→ Aim of the exercise:
Scale the data below by rewriting every line, requests included, with each bounding box coordinate multiplied by 1.85 and rounded to a whole number, halves up. Omit the pictures from your answer.
━━━ Records shown
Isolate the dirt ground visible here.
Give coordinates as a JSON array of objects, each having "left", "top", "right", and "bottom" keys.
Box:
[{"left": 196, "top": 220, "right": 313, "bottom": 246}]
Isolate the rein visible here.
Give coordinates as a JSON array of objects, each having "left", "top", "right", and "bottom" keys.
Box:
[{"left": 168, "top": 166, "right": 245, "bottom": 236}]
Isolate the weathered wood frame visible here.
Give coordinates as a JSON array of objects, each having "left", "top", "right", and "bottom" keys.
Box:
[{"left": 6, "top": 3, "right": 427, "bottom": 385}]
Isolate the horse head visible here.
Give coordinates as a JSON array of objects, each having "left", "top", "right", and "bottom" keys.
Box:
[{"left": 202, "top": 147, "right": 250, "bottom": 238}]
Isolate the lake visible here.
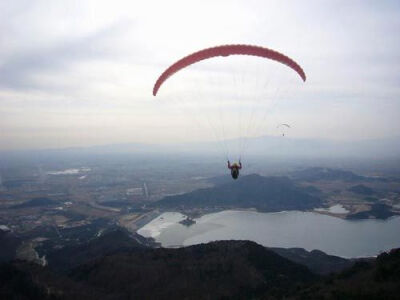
━━━━━━
→ Result of this task:
Isolate the dirt ground visible here.
Give coordinates as a JSON array of objects, each having "left", "top", "right", and "bottom" keys.
Box:
[{"left": 363, "top": 407, "right": 579, "bottom": 455}]
Isolate the rein visible here.
Give coordinates as a JSON array of objects, each having "left", "top", "right", and "bottom" keys.
Box:
[{"left": 311, "top": 307, "right": 453, "bottom": 437}]
Isolate the weathered wood frame visible here.
Give coordinates as a JSON array of objects, each having "left", "top", "right", and "bottom" keys.
Box:
[{"left": 11, "top": 6, "right": 790, "bottom": 712}]
Isolate the horse head visible here.
Give coordinates as a JSON array of objects, each having "left", "top", "right", and "bottom" keys.
Box:
[{"left": 374, "top": 272, "right": 463, "bottom": 440}]
Isolate the lake visible here.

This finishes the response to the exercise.